→ Exercise
Exactly reproduce the line containing "Target: wood plank flooring" and all later lines to the end of the entries, leaving the pictures out of your copy.

[Dataset rows on where objects appear]
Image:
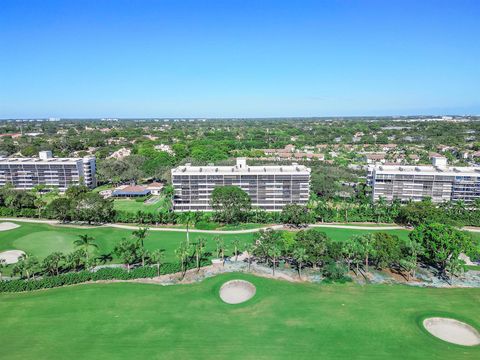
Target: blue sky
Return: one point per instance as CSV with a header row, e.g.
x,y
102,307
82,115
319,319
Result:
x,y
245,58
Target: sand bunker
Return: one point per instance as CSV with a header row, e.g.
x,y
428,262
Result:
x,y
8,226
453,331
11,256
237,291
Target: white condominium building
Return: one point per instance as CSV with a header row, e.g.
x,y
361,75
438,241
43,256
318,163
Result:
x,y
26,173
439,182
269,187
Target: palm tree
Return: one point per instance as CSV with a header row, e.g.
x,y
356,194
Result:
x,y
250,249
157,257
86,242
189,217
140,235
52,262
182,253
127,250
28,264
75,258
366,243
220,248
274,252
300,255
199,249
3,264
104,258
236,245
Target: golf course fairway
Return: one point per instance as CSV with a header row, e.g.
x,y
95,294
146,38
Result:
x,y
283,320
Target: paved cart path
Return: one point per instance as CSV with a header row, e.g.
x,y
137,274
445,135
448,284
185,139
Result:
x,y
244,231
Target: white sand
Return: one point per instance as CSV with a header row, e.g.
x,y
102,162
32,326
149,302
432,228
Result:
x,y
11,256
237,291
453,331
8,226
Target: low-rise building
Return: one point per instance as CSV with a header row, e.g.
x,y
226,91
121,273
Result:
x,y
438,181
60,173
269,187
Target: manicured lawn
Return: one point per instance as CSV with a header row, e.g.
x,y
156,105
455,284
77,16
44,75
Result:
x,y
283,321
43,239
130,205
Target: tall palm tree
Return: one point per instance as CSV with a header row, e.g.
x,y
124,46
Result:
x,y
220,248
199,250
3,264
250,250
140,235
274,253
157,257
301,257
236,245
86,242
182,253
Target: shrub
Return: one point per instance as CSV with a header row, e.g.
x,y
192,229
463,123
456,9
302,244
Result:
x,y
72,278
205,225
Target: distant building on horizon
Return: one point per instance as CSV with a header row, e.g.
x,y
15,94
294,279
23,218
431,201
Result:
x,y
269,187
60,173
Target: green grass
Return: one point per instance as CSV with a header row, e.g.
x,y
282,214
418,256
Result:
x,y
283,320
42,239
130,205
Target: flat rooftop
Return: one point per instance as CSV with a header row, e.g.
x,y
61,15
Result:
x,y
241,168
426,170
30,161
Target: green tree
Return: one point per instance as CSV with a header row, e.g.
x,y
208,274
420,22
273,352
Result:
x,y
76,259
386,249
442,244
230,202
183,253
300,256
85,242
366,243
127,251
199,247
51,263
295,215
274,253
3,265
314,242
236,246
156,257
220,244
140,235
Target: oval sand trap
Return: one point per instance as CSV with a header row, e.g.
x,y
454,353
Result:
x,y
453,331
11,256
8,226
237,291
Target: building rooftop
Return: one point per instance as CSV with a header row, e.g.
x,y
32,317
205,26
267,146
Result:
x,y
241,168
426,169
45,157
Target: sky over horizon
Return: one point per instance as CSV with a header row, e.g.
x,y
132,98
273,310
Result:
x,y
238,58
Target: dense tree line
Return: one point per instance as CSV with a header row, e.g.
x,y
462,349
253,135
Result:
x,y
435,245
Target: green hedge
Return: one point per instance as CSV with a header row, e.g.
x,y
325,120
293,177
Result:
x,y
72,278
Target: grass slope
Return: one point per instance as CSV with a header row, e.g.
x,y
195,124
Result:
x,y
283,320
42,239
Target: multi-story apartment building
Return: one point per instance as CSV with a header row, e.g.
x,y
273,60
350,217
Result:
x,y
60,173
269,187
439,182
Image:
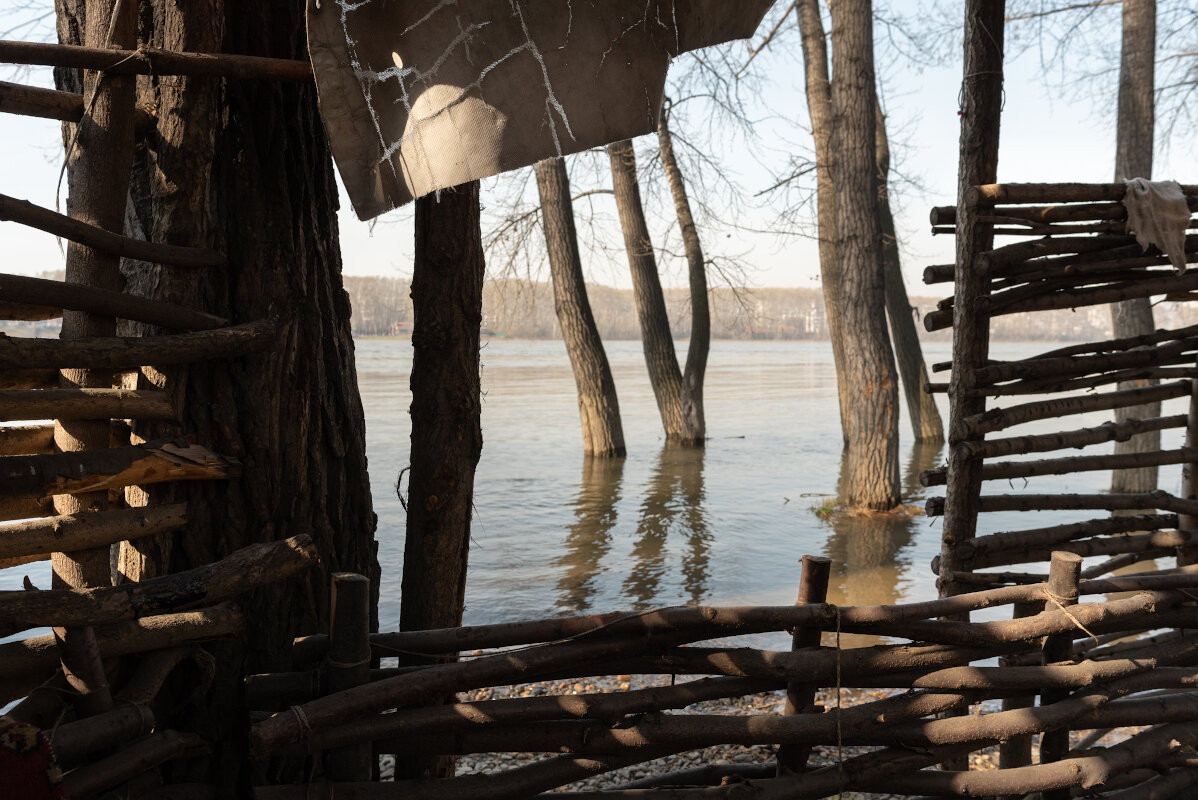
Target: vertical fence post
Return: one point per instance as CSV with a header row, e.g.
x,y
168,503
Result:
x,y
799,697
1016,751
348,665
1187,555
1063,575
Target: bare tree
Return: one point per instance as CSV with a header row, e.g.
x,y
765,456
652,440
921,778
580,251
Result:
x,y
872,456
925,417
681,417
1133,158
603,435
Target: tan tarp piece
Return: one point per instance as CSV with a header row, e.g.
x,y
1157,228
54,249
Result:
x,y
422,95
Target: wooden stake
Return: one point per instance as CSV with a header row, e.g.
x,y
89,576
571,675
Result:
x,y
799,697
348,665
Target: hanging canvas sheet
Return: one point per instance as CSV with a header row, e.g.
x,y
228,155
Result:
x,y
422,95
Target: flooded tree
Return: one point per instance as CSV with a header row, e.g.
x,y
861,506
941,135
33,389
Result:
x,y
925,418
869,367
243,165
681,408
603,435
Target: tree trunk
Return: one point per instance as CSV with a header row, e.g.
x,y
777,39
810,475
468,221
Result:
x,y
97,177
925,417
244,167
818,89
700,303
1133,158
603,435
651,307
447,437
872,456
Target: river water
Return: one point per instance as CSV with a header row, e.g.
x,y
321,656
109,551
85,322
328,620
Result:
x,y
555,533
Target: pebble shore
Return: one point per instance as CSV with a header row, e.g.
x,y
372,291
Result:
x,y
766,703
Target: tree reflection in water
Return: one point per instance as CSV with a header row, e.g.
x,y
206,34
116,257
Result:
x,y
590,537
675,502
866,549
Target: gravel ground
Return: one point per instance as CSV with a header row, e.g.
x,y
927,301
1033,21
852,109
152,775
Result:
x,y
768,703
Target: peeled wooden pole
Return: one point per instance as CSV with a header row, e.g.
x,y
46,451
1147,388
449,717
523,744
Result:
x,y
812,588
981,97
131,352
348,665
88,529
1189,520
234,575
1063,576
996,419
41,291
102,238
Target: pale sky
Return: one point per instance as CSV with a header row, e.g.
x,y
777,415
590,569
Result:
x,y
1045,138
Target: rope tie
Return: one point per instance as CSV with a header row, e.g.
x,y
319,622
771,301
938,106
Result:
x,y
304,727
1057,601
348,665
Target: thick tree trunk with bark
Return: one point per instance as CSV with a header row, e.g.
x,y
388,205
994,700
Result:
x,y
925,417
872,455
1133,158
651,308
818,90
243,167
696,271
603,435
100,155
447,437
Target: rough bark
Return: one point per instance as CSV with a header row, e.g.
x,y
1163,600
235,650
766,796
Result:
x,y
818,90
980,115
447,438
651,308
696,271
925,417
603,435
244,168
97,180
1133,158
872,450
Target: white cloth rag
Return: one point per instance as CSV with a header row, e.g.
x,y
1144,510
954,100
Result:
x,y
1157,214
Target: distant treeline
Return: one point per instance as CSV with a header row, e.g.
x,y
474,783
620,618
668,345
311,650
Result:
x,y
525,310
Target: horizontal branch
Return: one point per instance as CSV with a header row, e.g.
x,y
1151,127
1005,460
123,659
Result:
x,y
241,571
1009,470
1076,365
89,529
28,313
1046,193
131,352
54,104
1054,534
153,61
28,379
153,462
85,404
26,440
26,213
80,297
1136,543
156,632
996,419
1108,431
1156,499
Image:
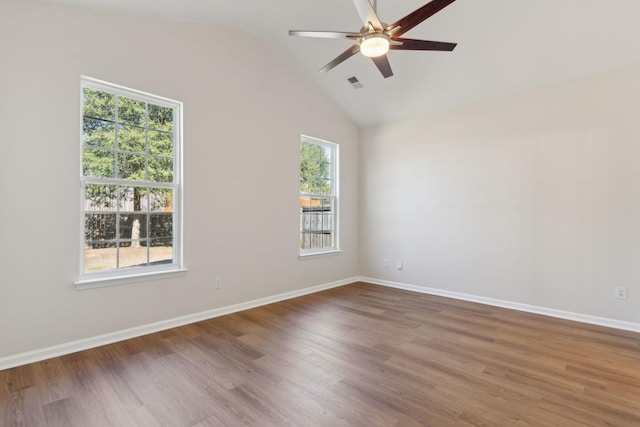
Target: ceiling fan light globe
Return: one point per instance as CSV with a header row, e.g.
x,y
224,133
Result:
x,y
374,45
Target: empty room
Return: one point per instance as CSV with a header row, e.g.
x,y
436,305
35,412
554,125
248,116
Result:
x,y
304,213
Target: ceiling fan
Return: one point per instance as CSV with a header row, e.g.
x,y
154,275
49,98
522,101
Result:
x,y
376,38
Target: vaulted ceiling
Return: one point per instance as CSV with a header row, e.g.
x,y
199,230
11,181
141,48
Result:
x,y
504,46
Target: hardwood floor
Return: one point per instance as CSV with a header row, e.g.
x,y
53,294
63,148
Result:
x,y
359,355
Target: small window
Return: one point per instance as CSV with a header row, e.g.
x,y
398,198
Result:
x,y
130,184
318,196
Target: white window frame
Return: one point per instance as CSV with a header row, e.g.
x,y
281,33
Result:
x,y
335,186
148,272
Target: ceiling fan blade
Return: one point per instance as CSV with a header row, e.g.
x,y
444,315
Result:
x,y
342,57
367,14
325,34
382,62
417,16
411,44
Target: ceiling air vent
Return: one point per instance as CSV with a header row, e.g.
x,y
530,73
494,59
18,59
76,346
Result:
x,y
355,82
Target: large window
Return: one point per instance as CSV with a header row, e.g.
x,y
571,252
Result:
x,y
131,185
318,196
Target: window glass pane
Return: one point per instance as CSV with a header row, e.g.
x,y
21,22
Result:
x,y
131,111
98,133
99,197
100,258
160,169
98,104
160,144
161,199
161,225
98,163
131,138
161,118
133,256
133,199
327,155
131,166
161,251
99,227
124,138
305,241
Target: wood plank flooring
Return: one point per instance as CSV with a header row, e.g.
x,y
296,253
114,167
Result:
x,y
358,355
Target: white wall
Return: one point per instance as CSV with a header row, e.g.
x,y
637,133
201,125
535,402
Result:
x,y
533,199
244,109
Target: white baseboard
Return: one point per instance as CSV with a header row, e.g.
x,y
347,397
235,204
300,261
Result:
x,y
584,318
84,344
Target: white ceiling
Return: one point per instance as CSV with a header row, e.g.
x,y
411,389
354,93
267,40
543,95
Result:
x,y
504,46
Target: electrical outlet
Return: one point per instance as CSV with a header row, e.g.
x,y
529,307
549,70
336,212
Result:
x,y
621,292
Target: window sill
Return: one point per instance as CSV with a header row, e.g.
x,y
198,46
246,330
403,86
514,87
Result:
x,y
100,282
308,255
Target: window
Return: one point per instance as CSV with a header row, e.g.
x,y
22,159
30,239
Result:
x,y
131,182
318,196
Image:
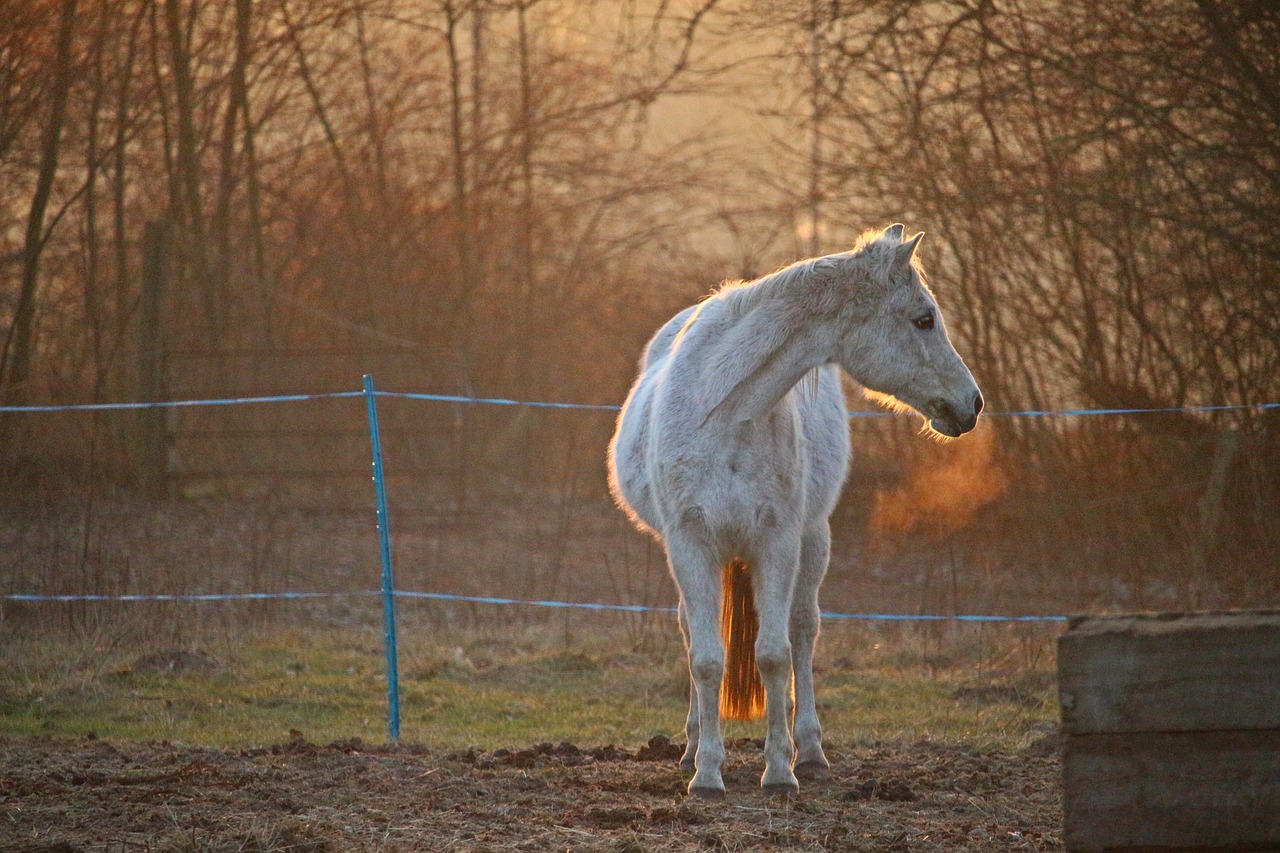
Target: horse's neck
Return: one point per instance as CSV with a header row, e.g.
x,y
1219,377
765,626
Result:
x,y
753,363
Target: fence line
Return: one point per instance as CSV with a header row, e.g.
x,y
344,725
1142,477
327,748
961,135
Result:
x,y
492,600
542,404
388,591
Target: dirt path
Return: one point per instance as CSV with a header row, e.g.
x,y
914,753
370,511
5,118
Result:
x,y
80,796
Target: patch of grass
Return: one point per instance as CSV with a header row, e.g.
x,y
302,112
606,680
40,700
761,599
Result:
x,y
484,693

→ Solution for this task
Target: wood plank flooring
Return: one point per instance as CSV with a header row, e.g.
x,y
296,253
114,167
Result:
x,y
358,355
Target: white wall
Return: one point per instance as CSV with a header row, e.g.
x,y
637,133
201,125
535,402
Result:
x,y
533,199
244,109
Target: white baseboard
Return: one point per instance as CSV with a header row, e.g.
x,y
347,397
235,204
300,261
Result:
x,y
584,318
84,344
Target: white ceiling
Return: one point per instance as CSV with a header row, e.g.
x,y
411,389
354,93
267,40
543,95
Result:
x,y
504,46
Target: electrical outlet
Return: one point per instance as CSV with a header row, e.g.
x,y
529,307
549,70
336,212
Result:
x,y
621,292
Target: window sill
Return: one point per instance as CSV with a header row, e.g.
x,y
198,46
246,330
403,86
514,87
Result:
x,y
100,282
308,255
Target: window
Return: one point per instance as CSV with a header row, e.g.
x,y
22,159
30,239
Result:
x,y
131,182
318,196
Image:
Target: horse's neck
Return: one point per instance as CSV with a header row, e.g.
x,y
1219,377
765,626
Result:
x,y
753,363
Target: fence line
Return: one point per instance as CSV with a header row, e.g.
x,y
344,725
1142,477
327,748
961,135
Result:
x,y
492,600
542,404
388,591
Target: dirt path
Return: one point per instance as CSV with a header row, e.g.
x,y
914,753
370,511
5,118
Result:
x,y
80,796
Target: patch of grass
Return: one point per instance as CSV with a header row, e.g.
x,y
302,112
606,680
40,700
761,599
Result:
x,y
484,693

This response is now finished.